#### What is being asked
Would you transcribe each of the entries exactly, with nothing added or dropped?

#### Supplied records
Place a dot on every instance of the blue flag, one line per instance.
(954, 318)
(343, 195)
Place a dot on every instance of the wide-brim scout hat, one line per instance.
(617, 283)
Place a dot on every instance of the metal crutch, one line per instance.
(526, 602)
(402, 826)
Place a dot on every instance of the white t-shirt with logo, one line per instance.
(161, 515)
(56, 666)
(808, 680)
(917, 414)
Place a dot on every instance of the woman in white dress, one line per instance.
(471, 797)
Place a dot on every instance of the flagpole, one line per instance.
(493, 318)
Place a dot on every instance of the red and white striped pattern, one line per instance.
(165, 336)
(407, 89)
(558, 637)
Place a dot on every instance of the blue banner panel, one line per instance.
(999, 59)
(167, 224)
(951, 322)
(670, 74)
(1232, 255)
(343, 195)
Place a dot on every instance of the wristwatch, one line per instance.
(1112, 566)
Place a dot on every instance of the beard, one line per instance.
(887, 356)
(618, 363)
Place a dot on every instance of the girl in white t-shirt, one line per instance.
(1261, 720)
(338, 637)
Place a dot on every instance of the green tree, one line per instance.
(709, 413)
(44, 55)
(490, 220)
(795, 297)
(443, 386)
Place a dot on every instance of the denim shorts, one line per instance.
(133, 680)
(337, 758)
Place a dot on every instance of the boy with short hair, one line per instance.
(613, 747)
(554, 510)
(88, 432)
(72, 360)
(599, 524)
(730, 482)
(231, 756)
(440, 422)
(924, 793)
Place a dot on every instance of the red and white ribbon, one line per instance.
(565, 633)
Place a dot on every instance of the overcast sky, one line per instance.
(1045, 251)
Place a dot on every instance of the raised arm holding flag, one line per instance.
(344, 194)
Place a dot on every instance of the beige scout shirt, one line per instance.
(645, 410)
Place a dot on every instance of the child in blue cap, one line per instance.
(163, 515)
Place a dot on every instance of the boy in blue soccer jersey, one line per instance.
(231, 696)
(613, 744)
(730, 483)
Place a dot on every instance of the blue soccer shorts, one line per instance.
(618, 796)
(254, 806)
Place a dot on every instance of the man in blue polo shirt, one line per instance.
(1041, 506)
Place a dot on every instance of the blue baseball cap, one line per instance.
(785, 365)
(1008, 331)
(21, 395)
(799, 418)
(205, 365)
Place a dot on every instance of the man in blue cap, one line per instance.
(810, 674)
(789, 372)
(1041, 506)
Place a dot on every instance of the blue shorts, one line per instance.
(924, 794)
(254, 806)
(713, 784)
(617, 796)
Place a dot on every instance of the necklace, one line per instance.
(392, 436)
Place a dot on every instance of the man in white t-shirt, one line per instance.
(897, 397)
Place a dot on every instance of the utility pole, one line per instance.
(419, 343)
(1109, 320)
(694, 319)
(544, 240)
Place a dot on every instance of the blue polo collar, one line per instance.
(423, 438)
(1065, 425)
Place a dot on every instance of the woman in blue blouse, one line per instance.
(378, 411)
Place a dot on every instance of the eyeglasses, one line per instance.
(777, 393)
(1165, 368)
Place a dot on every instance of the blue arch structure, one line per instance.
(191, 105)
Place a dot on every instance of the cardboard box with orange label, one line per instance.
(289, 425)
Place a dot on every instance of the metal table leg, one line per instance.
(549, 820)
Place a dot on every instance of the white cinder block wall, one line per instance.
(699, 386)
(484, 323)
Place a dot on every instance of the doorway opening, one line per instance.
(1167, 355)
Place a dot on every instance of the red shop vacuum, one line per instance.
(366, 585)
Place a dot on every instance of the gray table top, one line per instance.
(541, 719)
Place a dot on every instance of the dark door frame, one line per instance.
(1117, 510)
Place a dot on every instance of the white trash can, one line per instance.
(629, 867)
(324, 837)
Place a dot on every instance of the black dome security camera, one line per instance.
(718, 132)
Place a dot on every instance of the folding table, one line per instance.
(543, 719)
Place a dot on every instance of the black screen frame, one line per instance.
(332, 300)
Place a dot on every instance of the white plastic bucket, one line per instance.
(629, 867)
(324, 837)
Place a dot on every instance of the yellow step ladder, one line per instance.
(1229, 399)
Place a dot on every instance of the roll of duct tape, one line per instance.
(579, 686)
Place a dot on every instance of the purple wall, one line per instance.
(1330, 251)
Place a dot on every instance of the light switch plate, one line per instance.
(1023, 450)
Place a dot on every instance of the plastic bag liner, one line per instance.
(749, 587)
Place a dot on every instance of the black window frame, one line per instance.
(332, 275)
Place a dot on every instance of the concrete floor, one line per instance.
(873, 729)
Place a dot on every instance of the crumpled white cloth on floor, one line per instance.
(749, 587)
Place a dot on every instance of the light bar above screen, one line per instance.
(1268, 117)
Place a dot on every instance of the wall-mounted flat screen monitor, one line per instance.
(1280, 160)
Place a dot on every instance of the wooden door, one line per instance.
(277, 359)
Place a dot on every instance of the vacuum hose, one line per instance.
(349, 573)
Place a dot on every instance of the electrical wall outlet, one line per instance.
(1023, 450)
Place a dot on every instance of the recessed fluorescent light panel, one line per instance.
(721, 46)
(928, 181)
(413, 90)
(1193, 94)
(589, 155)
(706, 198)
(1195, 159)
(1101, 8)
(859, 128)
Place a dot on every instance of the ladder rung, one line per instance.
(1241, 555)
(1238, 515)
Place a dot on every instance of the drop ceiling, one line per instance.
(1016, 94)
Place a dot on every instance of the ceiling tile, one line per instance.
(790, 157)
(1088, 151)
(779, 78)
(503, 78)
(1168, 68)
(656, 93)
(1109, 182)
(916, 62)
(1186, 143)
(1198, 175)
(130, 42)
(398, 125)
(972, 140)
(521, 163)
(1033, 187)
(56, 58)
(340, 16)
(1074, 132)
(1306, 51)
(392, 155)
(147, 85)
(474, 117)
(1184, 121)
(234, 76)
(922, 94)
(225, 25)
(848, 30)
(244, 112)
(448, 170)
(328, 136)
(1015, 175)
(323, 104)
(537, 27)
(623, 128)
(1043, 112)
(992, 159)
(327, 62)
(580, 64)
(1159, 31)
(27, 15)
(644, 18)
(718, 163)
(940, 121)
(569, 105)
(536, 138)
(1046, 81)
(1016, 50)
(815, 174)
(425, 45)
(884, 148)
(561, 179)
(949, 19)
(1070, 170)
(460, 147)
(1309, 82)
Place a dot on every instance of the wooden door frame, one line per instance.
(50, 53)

#### Answer for the task
Place a dot on every instance of the blue flag, one line per instance.
(954, 318)
(343, 195)
Place a dot on every instance of the wide-brim scout hat, one line per instance.
(617, 283)
Place a dot on every instance of the metal crutch, one line per instance.
(526, 602)
(402, 826)
Place a dot on every instance of the white t-shirt with logo, one line per instance.
(161, 515)
(56, 666)
(808, 680)
(917, 414)
Place a dot on every instance of the woman in white dress, one line per instance.
(471, 797)
Place a dot on every instance of the flagpole, one line per instance.
(493, 318)
Place a dot on every instance of the red and white striped pattern, one line per instance.
(165, 336)
(407, 89)
(558, 637)
Place a dot on every instance of the blue banner panel, one line per instance.
(999, 59)
(167, 224)
(951, 322)
(670, 74)
(1232, 255)
(343, 195)
Place a dot on every instance of the wristwatch, one line per instance.
(1112, 566)
Place a dot on every instance of the beard, one line per instance.
(887, 356)
(618, 363)
Place a dot on every instance of the girl in white t-shirt, one line per instance.
(1261, 720)
(338, 637)
Place a dot on every instance of the green tree, one line per instance.
(709, 413)
(44, 55)
(490, 220)
(795, 297)
(443, 386)
Place a dot on every instance of the denim shorts, one line per instance.
(133, 680)
(337, 758)
Place a dot on every instance of the boy with short hair, one line per instance.
(613, 747)
(554, 510)
(88, 432)
(72, 360)
(599, 524)
(730, 482)
(231, 756)
(440, 422)
(924, 793)
Place a dot on every instance of the red and white ribbon, one line per instance.
(565, 633)
Place a dot on every instance of the overcast sky, one line per instance.
(1045, 251)
Place a dot on every instance of the raised arm holding flag, one line per instance.
(344, 194)
Place a dot on every instance of the beige scout shirt, one line per instance.
(645, 410)
Place a dot on every instance of the child in blue cap, one line per instance.
(163, 515)
Place a dot on every instance of the boy in blue soccer jersey, one line per instance.
(231, 696)
(613, 744)
(730, 483)
Place a dot on every instance of the blue soccer shorts, one line per instance.
(618, 796)
(254, 806)
Place a dot on every instance of the man in blue polo shirt, one line per instance.
(1041, 506)
Place a dot on every instance of the blue baseball cap, one line per instance.
(785, 365)
(1008, 331)
(21, 395)
(799, 418)
(205, 365)
Place a dot on every instance of the man in blue cap, one line per instance.
(810, 674)
(789, 372)
(1041, 506)
Place a dot on every instance of the blue shorts, one line per instance.
(924, 794)
(254, 806)
(713, 784)
(617, 796)
Place a dot on every instance of the necklace, one line per instance.
(392, 436)
Place a dot on every instance of the man in white t-shirt, one line per instance.
(897, 397)
Place a dot on every instance of the utility pole, one line per instance.
(419, 343)
(1109, 320)
(694, 319)
(544, 240)
Place a dot on every instance of the blue polo collar, one line per instance.
(423, 438)
(1065, 425)
Place a dot on every instance of the woman in blue blouse, one line per instance.
(378, 411)
Place a dot on every instance of the eyeglasses, one line per instance.
(777, 393)
(1165, 368)
Place a dot on every instance of the blue arch structure, one line per instance.
(191, 105)
Place a dot on every instance of the cardboard box with orange label, one line per instance.
(289, 425)
Place a dot on every instance of the metal table leg, one line per instance.
(549, 820)
Place a dot on every instance of the white cinder block wall, one line per instance.
(699, 386)
(484, 323)
Place a dot on every instance of the doorway opening, one line per instance.
(1167, 355)
Place a dot on every instance of the red shop vacuum, one line per instance.
(366, 585)
Place a dot on every instance of the gray table top, one line per instance.
(541, 719)
Place a dot on every instance of the dark door frame, one line per instance.
(1117, 510)
Place a dot on every instance of the white trash can, one line per instance.
(629, 867)
(324, 837)
Place a dot on every instance of the black dome security camera, one line per instance.
(718, 132)
Place a dot on every instance of the folding table, one line per instance.
(543, 719)
Place a dot on every instance of the black screen frame, one line per instance.
(332, 300)
Place a dot on every instance of the white plastic bucket, one line per instance.
(629, 867)
(324, 837)
Place a dot on every instance of the yellow step ladder, one line per instance.
(1229, 399)
Place a dot on every instance of the roll of duct tape, one line per instance.
(579, 686)
Place a dot on every instance of the purple wall, one line per instance.
(1330, 251)
Place a dot on every instance of the light switch plate, one line per instance.
(1023, 450)
Place a dot on every instance of the plastic bag liner, one line per instance.
(749, 587)
Place a dot on every instance of the black window frame, one line per instance.
(332, 275)
Place a dot on every instance of the concrete floor, one line per instance.
(873, 729)
Place a dot on every instance of the crumpled white cloth on floor, one line per instance.
(749, 587)
Place a dot on every instance of the light bar above screen, one line per instance.
(1268, 117)
Place a dot on every instance of the wall-mounted flat screen monitor, one line per instance.
(1280, 160)
Place a dot on every instance of the wooden door, one line per instance.
(277, 359)
Place a dot on every instance of the vacuum hose, one line per instance.
(349, 573)
Place a dot on every instance of the electrical wall outlet, one line per instance.
(1023, 450)
Place a dot on every instance of the recessed fluorescent light panel, one line per instance.
(721, 46)
(928, 181)
(413, 90)
(1193, 94)
(589, 155)
(706, 198)
(1195, 159)
(1101, 8)
(859, 128)
Place a dot on every instance of the ladder rung, one line per instance.
(1241, 555)
(1238, 515)
Place a dot on every instance of the drop ceiling, one line per instance.
(1016, 94)
Place a dot on every instance of the ceiling tile, one line per instance.
(790, 157)
(1088, 151)
(779, 78)
(503, 78)
(1168, 68)
(656, 93)
(1109, 182)
(916, 62)
(1186, 143)
(1198, 175)
(130, 42)
(398, 125)
(972, 140)
(521, 163)
(1033, 187)
(56, 58)
(340, 16)
(1074, 132)
(1306, 51)
(392, 155)
(147, 85)
(474, 117)
(1184, 121)
(234, 76)
(922, 94)
(225, 25)
(848, 30)
(244, 112)
(448, 170)
(328, 136)
(1015, 175)
(323, 104)
(537, 27)
(623, 128)
(1043, 112)
(992, 159)
(327, 62)
(580, 64)
(1159, 31)
(27, 15)
(644, 18)
(718, 163)
(940, 121)
(569, 105)
(536, 138)
(1046, 81)
(1016, 50)
(815, 174)
(425, 45)
(884, 148)
(561, 179)
(949, 19)
(1070, 170)
(460, 147)
(1309, 82)
Place a dot on every instance of the wooden door frame, one line per instance.
(50, 53)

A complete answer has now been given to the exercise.